- PROBLEM DETAILS -
Starting at the line containing "Can you find the pointed" and ending after the line containing "<point>147,29</point>", lay out the records as a two-column CSV with the headers text and answer. Use one row per record and put each value in a single quoted field, with line breaks replaced by spaces.

>> BEGIN

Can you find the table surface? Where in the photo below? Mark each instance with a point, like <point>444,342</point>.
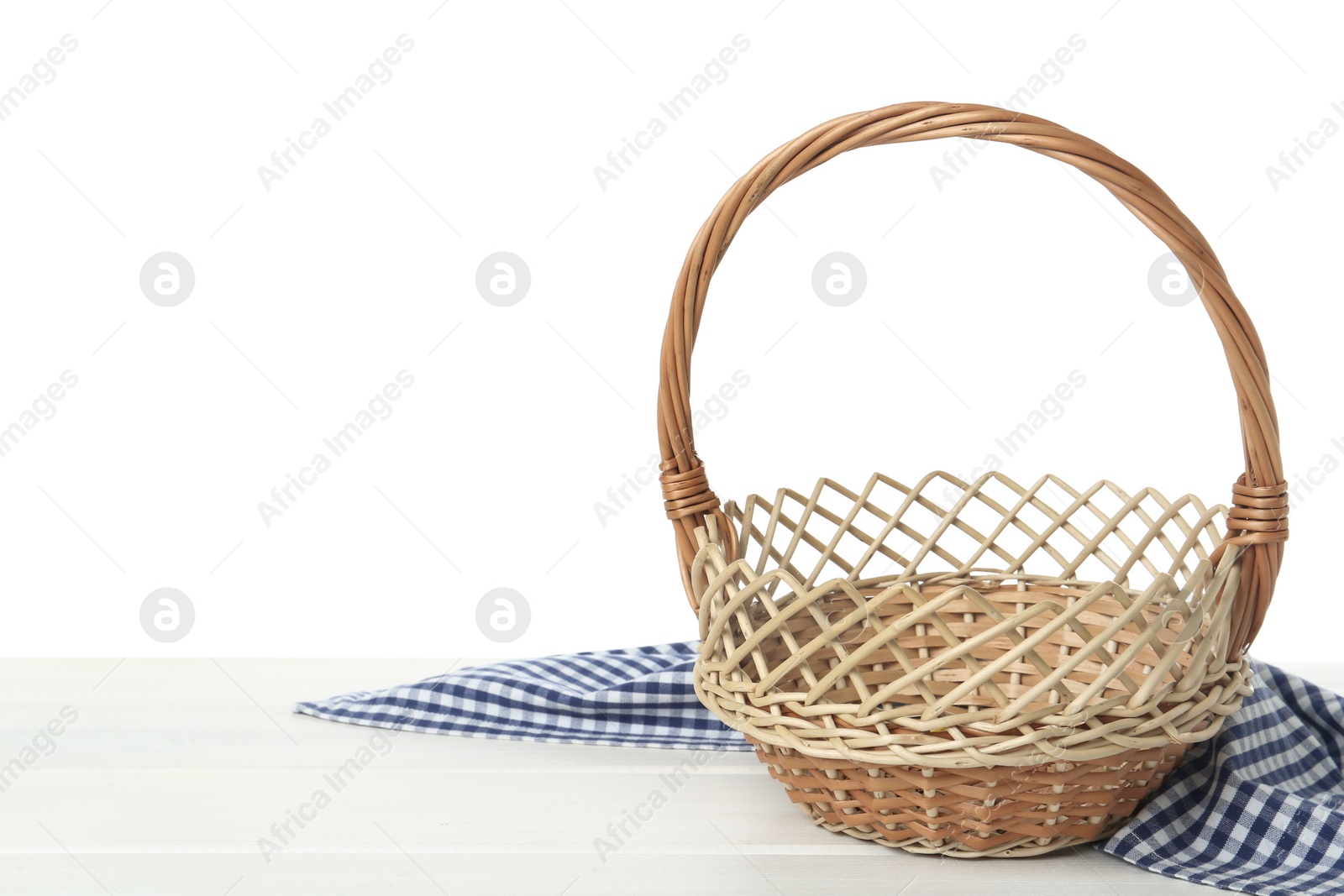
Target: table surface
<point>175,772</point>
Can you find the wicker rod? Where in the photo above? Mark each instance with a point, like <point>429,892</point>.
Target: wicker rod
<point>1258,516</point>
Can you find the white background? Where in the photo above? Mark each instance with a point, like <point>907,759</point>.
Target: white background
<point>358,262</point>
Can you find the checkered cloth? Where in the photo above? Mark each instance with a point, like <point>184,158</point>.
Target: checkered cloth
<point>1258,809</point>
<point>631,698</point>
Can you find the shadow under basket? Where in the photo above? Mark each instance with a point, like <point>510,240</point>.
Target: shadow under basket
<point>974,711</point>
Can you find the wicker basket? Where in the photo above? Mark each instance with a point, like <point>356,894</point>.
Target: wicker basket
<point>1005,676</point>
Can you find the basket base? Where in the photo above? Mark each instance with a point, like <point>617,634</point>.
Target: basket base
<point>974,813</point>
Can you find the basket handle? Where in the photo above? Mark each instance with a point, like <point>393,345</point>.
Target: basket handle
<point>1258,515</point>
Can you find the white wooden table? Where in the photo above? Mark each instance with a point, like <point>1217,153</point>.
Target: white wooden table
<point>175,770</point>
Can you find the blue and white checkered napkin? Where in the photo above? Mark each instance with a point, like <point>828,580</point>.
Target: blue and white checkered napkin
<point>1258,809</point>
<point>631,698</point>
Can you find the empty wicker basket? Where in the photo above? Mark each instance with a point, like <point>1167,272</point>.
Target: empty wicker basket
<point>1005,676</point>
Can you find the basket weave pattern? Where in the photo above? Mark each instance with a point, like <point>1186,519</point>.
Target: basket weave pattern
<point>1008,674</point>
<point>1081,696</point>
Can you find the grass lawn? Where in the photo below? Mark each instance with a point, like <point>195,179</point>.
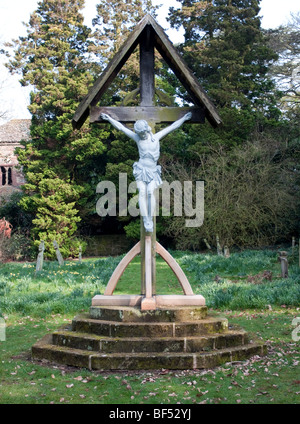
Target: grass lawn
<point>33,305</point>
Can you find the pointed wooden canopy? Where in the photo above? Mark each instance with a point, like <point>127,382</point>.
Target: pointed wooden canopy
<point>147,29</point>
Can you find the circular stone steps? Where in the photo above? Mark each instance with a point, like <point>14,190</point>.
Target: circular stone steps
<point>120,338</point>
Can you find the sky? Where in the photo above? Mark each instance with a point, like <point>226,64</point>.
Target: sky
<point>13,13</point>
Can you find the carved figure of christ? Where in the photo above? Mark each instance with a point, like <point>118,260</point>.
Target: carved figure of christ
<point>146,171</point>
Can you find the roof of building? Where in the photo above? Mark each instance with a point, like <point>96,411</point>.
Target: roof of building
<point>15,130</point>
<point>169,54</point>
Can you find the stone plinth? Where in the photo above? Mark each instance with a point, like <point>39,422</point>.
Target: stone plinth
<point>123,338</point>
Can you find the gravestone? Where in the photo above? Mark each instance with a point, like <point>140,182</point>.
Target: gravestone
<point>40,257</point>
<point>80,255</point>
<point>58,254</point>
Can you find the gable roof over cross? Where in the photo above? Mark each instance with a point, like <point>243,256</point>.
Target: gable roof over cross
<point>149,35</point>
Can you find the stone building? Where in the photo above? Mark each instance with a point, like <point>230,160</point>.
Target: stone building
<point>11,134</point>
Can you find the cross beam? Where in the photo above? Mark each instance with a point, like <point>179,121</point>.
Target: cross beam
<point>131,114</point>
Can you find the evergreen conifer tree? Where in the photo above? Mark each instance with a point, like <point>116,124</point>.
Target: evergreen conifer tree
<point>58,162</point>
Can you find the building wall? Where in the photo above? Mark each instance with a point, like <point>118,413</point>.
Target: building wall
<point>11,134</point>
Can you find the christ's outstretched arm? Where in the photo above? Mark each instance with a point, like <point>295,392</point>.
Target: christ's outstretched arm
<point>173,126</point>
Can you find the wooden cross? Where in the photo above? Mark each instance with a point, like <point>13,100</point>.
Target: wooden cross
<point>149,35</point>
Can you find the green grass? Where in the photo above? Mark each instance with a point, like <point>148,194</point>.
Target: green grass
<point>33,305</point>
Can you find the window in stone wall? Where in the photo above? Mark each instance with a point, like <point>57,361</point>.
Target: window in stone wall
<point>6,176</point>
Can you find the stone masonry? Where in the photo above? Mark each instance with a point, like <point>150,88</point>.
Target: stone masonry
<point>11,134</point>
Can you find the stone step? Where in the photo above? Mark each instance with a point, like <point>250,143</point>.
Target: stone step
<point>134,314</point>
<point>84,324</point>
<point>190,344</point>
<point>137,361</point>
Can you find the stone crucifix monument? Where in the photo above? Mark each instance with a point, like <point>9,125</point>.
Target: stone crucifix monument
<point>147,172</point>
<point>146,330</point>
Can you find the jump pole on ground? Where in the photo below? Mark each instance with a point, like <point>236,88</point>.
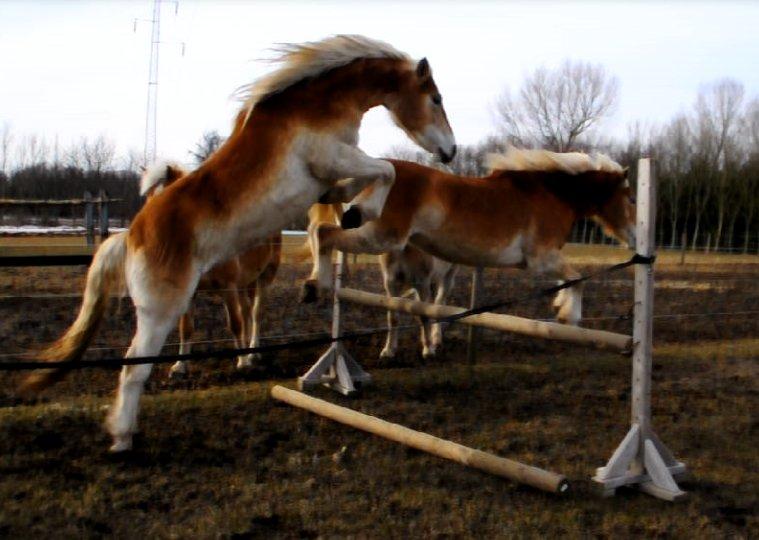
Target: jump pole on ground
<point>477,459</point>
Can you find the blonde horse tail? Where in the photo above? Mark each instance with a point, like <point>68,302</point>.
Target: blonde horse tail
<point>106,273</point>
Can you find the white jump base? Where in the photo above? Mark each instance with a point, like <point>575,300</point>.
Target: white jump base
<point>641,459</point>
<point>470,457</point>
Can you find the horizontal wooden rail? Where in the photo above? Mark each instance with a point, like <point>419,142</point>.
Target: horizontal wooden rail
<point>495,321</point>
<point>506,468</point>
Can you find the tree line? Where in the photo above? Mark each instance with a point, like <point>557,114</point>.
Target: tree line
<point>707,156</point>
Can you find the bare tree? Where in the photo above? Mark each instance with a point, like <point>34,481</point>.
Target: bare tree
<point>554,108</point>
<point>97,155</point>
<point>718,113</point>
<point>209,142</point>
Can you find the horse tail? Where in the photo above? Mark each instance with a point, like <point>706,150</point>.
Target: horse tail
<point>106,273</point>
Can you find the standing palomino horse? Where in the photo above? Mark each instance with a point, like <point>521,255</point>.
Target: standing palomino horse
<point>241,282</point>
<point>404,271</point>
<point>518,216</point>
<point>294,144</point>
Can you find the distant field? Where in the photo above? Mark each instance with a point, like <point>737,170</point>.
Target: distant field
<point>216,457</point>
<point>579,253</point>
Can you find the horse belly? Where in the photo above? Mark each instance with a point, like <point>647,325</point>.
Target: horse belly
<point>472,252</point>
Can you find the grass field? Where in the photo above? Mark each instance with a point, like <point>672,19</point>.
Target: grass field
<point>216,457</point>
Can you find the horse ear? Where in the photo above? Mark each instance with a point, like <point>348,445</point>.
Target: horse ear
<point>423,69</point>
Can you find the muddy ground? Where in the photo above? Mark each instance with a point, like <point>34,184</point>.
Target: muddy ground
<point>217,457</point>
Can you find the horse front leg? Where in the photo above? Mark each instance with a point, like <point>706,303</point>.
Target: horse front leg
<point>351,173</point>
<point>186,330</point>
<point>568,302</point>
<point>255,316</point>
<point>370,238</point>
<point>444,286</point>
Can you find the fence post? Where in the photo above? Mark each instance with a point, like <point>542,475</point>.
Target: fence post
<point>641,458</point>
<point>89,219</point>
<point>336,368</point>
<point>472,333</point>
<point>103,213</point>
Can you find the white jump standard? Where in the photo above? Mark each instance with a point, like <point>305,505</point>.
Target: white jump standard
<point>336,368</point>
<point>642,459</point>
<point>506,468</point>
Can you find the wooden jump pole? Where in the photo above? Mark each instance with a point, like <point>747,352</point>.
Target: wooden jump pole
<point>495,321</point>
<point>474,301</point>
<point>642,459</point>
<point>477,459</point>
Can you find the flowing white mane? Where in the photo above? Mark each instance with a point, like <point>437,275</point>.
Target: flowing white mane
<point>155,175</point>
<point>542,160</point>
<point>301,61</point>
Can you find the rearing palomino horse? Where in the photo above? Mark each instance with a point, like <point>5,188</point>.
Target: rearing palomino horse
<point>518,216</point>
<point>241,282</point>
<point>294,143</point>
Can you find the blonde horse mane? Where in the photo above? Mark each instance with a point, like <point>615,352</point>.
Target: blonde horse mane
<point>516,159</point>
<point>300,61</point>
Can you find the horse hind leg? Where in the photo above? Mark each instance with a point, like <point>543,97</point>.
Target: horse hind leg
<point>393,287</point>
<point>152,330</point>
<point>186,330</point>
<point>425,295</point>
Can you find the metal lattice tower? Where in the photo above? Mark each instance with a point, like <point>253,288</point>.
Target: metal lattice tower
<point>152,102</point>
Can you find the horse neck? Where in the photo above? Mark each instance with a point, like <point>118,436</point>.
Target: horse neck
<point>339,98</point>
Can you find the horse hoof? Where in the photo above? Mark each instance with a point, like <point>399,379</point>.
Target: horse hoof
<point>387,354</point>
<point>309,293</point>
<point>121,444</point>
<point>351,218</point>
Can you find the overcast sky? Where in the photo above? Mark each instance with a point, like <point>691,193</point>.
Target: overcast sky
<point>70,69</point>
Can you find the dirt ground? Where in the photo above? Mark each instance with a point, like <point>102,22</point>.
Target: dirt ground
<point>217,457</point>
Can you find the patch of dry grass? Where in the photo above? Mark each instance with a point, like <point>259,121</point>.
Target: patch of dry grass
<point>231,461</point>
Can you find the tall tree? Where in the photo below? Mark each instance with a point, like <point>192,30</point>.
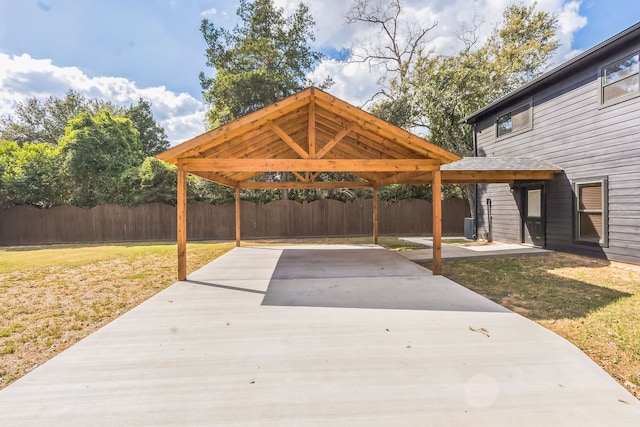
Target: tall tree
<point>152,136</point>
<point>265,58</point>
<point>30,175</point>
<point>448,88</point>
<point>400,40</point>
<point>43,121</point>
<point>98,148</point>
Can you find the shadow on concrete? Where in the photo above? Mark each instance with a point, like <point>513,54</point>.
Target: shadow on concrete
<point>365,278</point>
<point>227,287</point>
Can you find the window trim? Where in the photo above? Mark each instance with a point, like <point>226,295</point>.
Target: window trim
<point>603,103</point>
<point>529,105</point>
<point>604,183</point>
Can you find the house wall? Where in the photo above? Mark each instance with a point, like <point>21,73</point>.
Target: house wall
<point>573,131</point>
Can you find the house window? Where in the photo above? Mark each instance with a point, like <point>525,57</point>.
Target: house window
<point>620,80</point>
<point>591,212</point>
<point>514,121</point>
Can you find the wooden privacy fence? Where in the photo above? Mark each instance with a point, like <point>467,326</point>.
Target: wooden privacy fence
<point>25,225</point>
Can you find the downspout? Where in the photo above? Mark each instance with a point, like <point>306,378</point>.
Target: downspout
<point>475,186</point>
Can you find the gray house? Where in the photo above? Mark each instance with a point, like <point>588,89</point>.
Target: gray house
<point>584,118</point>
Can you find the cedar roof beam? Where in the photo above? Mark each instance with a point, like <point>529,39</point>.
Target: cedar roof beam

>> END

- RESPONSE -
text,answer
"Can you find the pointed wooden canopy? Where in the photo above? Mark each instance with a point, like <point>127,382</point>. Target: pointed wooden canopy","<point>147,29</point>"